- Page excerpt:
####################

Struct qt_core::QElapsedTimer

#[repr(C)]pub struct QElapsedTimer { /* fields omitted */ }

The QElapsedTimer class provides a fast way to calculate elapsed times.

C++ class: QElapsedTimer.

C++ documentation:

The QElapsedTimer class provides a fast way to calculate elapsed times.

The QElapsedTimer class is usually used to quickly calculate how much time has elapsed between two events. Its API is similar to that of QTime, so code that was using that can be ported quickly to the new class.

However, unlike QTime, QElapsedTimer tries to use monotonic clocks if possible. This means it's not possible to convert QElapsedTimer objects to a human-readable time.

The typical use-case for the class is to determine how much time was spent in a slow operation. The simplest example of such a case is for debugging purposes, as in the following example:

      QElapsedTimer timer;
      timer.start();
      slowOperation1();
      qDebug() << "The slow operation took" << timer.elapsed() << "milliseconds";

In this example, the timer is started by a call to start() and the elapsed timer is calculated by the elapsed() function.

####################

- Excerpts from a location annotation dataset:
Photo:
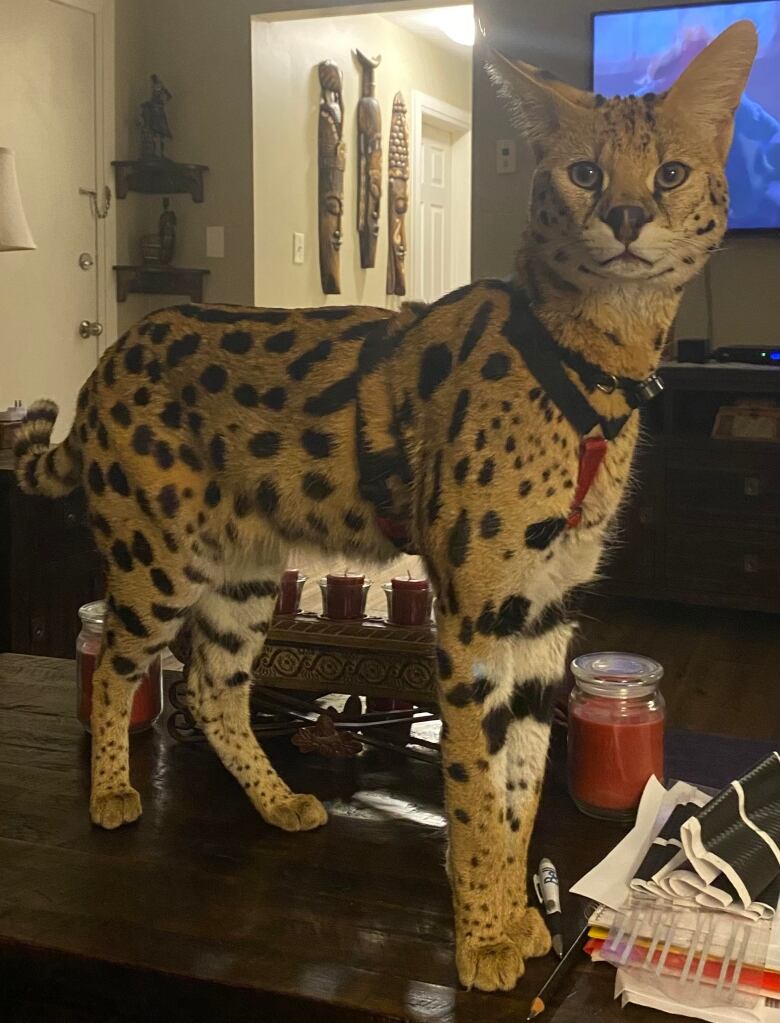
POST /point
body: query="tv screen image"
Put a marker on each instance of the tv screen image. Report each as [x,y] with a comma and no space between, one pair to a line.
[639,51]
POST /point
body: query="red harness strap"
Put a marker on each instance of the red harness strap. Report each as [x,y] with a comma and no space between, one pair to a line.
[592,451]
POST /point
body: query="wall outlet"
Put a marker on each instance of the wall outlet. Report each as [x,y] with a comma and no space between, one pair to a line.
[215,242]
[506,156]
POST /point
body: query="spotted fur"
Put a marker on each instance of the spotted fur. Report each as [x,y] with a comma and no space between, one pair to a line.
[210,439]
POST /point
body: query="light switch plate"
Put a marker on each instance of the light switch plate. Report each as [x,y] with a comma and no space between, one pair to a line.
[506,156]
[215,242]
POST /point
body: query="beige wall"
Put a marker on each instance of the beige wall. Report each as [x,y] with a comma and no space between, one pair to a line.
[287,99]
[557,36]
[202,49]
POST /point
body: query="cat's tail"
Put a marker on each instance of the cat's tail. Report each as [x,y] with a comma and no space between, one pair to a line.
[50,472]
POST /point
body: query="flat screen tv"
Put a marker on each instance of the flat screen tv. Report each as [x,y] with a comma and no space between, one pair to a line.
[638,51]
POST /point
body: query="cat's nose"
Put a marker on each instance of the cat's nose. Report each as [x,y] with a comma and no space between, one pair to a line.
[626,222]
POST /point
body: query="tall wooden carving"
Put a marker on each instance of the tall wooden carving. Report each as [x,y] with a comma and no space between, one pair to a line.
[331,159]
[369,162]
[397,191]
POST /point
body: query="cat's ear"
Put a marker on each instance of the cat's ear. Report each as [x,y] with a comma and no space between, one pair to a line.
[709,89]
[539,103]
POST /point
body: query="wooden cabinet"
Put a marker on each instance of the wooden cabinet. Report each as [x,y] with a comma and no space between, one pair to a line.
[702,524]
[48,568]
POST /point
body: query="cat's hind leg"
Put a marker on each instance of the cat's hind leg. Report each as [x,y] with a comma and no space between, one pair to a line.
[228,628]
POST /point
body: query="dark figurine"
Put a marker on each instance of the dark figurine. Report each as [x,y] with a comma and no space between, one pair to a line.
[167,231]
[331,162]
[369,162]
[397,195]
[154,121]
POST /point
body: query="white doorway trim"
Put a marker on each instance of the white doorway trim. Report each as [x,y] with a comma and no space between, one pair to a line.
[102,12]
[458,123]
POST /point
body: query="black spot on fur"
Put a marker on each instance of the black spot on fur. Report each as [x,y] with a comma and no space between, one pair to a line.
[490,525]
[118,480]
[512,616]
[434,369]
[121,554]
[279,343]
[539,535]
[459,414]
[266,496]
[171,414]
[141,548]
[162,581]
[354,521]
[444,662]
[434,500]
[459,539]
[317,486]
[458,772]
[462,470]
[181,348]
[302,366]
[316,444]
[217,451]
[486,473]
[134,359]
[142,438]
[95,479]
[129,618]
[168,500]
[265,444]
[533,699]
[121,413]
[274,398]
[214,379]
[236,343]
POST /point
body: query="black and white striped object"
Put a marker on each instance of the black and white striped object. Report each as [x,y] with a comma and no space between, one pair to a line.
[737,835]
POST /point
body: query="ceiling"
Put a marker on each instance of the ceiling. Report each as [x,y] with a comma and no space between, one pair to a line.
[433,23]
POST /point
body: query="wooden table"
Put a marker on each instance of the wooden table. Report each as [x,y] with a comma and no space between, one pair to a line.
[201,912]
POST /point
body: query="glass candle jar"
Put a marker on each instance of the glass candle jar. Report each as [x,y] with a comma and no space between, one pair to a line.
[615,738]
[344,596]
[408,601]
[291,587]
[147,703]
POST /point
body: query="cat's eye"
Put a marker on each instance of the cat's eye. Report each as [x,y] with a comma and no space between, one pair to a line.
[586,174]
[672,175]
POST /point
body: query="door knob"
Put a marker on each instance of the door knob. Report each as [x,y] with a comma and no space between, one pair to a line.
[90,328]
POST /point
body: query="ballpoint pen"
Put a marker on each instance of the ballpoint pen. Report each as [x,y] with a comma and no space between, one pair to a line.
[558,975]
[549,894]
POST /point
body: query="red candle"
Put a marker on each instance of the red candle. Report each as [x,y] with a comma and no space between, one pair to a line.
[410,601]
[610,758]
[291,585]
[344,596]
[147,702]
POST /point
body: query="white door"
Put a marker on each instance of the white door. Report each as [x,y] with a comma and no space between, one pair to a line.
[434,220]
[50,115]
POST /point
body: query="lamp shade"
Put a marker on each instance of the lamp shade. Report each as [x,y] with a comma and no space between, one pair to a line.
[14,232]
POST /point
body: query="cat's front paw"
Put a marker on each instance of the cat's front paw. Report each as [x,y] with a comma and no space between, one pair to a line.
[494,967]
[529,933]
[296,812]
[112,809]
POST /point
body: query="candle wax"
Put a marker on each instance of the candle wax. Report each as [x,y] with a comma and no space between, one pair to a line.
[610,757]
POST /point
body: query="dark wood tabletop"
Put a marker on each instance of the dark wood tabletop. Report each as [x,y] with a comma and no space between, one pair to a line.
[201,912]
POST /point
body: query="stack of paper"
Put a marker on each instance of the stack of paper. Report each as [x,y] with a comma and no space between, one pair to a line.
[689,898]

####################

- Tasks to carry out:
**a)** Output the passage of the QElapsedTimer page that begins at the words "#[repr(C)]pub struct QElapsedTimer" and stops after the words "C++ class: QElapsedTimer.".
**b)** List every function that is called in the code sample on the QElapsedTimer page.
**c)** Answer these questions from the QElapsedTimer page:
(i) Which attribute stands before the struct declaration?
(ii) Which class has an API similar to that of QElapsedTimer?
(iii) In what unit does the debug message in the code sample report the elapsed time?

- In response:
**a)**
#[repr(C)]pub struct QElapsedTimer { /* fields omitted */ }

The QElapsedTimer class provides a fast way to calculate elapsed times.

C++ class: QElapsedTimer.

**b)**
start()
slowOperation1()
qDebug()
elapsed()

**c)**
(i) #[repr(C)]
(ii) QTime
(iii) Milliseconds